The treaty had two parts: a political treaty (seven articles) and a military convention (seventeen articles). The Romanian government was to declare war on Austria-Hungary, in accordance with the stipulations in the military convention, on August 28 (new style) the latest, according to the political treaty. In exchange, it was to receive the following territories: 

 Transylvania, Crișana and Maramureș, territories ruled by Hungary, but with an ethnic Romanian majority and Hungarian and German minorities, with its western border reaching the Tisza river.
 The whole Banat territory ruled by Hungary, with a mixed Romanian (37.42 %), German (24.50 %), Serbian (17.97 %) and Hungarian (15.31 %) population.
 Most of Bukovina (the whole region except the part north of the Pruth river), the territory ruled by Austria, with a Romanian majority population.

The exact borders stipulated by the treaty were those of prewar Romania (Article I) and those it was allowed to annex from Austria-Hungary, up to a line of demarcation described in Article IV:

In Article IV Romania also bound itself not to construct fortifications opposite Belgrade and to indemnify Serbs from Banat for their properties if they emigrated from Romania in the two years following the conclusion of peace.

**Problems and tasks**
**a)** Answer these from the treaty passage:
(i) How many articles make up the military convention?
(ii) By what date at the latest was the Romanian government to declare war on Austria-Hungary?
(iii) In Article IV, Romania agreed to indemnify Serbs from Banat who emigrated within what period?
**b)** Write a continuation of the treaty passage that begins right after its final sentence.

**Supplied information**
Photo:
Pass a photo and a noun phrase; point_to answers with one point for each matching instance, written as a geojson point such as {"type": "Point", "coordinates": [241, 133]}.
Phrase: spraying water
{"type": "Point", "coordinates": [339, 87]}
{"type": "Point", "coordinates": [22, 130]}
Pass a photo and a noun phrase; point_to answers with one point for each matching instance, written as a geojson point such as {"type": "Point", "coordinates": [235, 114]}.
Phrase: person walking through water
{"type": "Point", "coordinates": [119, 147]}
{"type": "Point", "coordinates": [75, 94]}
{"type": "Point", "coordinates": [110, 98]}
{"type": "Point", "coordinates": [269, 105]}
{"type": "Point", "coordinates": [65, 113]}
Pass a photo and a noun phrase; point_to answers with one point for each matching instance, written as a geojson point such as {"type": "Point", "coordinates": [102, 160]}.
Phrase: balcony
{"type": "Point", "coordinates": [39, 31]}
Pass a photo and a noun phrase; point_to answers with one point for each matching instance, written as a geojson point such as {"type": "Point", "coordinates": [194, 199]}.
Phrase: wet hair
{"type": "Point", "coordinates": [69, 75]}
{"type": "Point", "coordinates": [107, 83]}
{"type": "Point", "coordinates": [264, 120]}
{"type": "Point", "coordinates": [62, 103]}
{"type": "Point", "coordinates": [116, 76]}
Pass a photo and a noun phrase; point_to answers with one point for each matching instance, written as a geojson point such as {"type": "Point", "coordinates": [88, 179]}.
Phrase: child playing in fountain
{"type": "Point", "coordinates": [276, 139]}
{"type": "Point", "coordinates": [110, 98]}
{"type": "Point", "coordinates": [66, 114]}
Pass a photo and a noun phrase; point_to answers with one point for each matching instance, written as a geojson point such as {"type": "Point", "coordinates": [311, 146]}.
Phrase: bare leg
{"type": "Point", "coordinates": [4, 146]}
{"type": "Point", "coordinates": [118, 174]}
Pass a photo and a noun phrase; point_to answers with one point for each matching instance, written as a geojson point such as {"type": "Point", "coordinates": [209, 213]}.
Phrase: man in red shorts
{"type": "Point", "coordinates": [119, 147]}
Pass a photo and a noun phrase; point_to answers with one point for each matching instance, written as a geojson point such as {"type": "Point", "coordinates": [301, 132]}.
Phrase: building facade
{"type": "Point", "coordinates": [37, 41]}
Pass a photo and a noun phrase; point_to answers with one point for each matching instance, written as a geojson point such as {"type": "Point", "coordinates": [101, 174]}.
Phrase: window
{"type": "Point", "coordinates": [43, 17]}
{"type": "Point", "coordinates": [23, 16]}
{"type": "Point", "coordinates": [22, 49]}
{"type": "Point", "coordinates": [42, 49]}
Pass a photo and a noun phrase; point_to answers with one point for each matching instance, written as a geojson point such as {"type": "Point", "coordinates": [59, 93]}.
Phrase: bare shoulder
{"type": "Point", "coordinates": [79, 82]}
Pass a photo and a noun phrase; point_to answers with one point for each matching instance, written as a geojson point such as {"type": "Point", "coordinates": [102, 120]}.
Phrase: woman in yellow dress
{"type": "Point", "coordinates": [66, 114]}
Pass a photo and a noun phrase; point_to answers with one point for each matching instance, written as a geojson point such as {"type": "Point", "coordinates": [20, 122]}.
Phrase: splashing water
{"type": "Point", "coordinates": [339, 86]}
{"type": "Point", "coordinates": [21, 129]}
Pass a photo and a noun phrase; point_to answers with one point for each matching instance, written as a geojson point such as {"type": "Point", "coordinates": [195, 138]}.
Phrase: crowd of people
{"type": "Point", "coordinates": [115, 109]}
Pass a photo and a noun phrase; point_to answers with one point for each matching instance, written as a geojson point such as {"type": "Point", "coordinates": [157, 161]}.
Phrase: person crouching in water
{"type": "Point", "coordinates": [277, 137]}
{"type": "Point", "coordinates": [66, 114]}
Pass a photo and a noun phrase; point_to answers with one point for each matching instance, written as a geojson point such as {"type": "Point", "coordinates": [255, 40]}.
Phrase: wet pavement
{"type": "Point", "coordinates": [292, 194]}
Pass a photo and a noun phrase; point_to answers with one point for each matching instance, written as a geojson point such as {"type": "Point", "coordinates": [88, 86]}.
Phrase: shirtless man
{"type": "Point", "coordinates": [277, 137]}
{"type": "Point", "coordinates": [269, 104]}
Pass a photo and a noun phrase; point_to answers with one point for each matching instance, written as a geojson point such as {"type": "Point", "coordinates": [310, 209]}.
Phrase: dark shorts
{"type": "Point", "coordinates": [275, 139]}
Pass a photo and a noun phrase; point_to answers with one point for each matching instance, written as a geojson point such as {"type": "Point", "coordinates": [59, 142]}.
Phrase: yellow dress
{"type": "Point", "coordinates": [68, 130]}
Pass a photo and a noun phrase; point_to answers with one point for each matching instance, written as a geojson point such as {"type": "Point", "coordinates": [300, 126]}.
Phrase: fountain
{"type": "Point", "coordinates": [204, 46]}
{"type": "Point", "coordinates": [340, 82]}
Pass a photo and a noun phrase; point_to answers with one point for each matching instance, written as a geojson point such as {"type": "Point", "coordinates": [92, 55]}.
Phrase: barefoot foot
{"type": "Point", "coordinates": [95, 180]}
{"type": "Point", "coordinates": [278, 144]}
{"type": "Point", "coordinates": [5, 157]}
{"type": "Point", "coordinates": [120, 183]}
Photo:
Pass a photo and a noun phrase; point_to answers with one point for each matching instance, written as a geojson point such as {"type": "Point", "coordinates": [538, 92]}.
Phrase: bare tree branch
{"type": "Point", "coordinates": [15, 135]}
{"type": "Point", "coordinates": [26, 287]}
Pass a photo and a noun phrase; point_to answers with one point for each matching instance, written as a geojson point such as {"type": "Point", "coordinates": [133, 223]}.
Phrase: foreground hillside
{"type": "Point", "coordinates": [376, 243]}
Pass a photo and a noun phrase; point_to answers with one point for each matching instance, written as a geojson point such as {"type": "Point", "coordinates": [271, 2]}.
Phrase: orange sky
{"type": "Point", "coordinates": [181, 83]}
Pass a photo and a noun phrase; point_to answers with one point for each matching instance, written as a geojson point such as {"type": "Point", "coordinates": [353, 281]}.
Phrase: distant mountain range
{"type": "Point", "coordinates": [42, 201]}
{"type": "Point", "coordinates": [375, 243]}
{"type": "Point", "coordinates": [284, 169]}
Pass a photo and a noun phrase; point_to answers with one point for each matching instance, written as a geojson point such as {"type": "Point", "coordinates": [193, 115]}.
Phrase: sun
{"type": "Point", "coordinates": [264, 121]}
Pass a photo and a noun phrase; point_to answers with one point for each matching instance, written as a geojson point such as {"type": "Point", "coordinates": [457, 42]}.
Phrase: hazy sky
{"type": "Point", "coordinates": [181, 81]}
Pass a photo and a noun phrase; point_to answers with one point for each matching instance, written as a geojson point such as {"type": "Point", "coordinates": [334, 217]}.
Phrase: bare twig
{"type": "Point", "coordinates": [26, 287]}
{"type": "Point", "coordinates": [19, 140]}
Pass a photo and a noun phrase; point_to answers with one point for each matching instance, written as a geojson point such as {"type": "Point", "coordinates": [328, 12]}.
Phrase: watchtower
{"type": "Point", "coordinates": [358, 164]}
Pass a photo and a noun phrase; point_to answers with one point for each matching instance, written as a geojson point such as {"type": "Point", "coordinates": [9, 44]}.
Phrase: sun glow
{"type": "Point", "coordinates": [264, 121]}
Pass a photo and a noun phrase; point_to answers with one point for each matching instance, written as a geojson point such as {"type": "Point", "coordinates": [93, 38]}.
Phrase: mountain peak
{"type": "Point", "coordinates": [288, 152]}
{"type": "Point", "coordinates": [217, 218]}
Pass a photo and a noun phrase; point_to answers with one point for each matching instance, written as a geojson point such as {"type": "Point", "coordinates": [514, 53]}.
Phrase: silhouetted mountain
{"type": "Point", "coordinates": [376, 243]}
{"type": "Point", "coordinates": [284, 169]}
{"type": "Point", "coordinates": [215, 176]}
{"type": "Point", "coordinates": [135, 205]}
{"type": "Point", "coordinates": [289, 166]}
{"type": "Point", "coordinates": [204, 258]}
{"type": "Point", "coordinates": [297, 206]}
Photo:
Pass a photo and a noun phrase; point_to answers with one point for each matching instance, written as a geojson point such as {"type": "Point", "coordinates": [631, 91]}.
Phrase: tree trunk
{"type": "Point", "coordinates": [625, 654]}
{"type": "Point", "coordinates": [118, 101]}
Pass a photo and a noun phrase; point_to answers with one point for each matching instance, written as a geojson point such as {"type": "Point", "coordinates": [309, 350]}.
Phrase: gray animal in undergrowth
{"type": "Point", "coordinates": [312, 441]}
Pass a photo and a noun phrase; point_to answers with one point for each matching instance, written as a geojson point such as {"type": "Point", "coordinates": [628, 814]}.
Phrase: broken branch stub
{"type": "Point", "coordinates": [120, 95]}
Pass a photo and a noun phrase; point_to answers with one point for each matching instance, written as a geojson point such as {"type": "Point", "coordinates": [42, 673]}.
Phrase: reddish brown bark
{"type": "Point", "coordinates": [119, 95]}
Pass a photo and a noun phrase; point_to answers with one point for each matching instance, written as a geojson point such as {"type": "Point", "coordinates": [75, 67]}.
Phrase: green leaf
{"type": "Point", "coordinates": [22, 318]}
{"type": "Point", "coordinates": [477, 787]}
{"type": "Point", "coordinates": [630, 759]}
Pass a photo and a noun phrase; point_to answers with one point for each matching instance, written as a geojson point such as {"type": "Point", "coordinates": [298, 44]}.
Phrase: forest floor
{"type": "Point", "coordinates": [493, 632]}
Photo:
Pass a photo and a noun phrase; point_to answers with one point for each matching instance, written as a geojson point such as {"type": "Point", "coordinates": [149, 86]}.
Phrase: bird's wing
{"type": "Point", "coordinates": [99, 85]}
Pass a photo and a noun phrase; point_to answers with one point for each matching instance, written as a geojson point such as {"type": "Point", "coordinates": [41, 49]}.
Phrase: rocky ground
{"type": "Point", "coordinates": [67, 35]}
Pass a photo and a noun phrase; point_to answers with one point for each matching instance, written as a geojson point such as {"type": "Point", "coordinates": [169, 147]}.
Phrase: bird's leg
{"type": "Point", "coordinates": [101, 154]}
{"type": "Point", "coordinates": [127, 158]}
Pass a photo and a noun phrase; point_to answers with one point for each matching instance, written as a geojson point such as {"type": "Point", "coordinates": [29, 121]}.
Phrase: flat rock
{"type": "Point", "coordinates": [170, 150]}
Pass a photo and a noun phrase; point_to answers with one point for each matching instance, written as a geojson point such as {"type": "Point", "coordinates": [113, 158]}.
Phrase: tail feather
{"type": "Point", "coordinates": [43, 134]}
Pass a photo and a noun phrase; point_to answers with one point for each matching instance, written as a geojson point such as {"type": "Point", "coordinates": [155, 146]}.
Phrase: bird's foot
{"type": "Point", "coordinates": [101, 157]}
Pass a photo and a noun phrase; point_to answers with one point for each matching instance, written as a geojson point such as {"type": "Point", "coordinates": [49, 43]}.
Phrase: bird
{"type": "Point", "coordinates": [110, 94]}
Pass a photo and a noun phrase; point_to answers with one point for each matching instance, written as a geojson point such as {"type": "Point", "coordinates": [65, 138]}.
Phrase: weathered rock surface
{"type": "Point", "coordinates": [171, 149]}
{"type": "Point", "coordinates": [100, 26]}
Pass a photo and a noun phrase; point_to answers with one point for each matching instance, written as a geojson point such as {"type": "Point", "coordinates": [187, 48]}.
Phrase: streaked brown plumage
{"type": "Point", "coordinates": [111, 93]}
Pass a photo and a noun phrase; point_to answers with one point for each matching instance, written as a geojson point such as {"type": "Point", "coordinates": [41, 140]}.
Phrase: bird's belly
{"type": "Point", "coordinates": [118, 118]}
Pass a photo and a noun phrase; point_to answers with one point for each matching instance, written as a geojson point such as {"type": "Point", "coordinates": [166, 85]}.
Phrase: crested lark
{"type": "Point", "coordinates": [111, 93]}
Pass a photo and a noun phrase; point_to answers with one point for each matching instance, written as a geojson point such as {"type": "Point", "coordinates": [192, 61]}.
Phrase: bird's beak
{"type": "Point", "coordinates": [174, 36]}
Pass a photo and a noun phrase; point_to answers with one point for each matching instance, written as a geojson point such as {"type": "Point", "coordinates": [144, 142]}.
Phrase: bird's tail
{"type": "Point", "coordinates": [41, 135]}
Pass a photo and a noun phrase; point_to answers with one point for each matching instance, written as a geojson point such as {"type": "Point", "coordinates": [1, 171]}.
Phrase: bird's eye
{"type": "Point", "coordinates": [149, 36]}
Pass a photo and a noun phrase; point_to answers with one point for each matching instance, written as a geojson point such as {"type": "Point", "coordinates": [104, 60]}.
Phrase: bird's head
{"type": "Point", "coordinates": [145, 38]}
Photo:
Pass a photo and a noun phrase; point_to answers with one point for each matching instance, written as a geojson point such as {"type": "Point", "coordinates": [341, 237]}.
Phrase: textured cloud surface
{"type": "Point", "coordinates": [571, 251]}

**Exercise results**
**a)**
(i) Seventeen.
(ii) August 28 (new style).
(iii) The two years following the conclusion of peace.

**b)**
In Article V of the political convention, the signatories promised not to make separate peace and also bound Great Britain, France, Italy and Russia to let Romania annex the territories from Article IV at an eventual Peace Treaty. The Entente also guaranteed Romania equal rights with its allies at the Peace Conference in Article VI of the political treaty. Article VII bound the signatories to maintaining secrecy of the convention until a general peace was signed. 

The military convention stated that Romania was to attack Austria-Hungary from the south while Russia committed itself to start an offensive on the Austrian front to support the Romanian advance into Transylvania. Also, the Russian High Command promised to send two infantry divisions and one cavalry division into Dobruja to protect the rear of the front from a Bulgarian attack. The French and the British pledged to start an offensive on the Thessaloniki front in order to force Bulgaria out of the war.

Romania in the war

In the morning of 27 August 1916 (14 August O.S.), a Crown Council was held at the Cotroceni Palace, convened by King Ferdinand, which decided to honor the treaty with the Entente Powers. On that day, Romania declared war on Austria-Hungary, and launched three armies of 440,000 men the same night across the passes of the Southern and Eastern Carpathians.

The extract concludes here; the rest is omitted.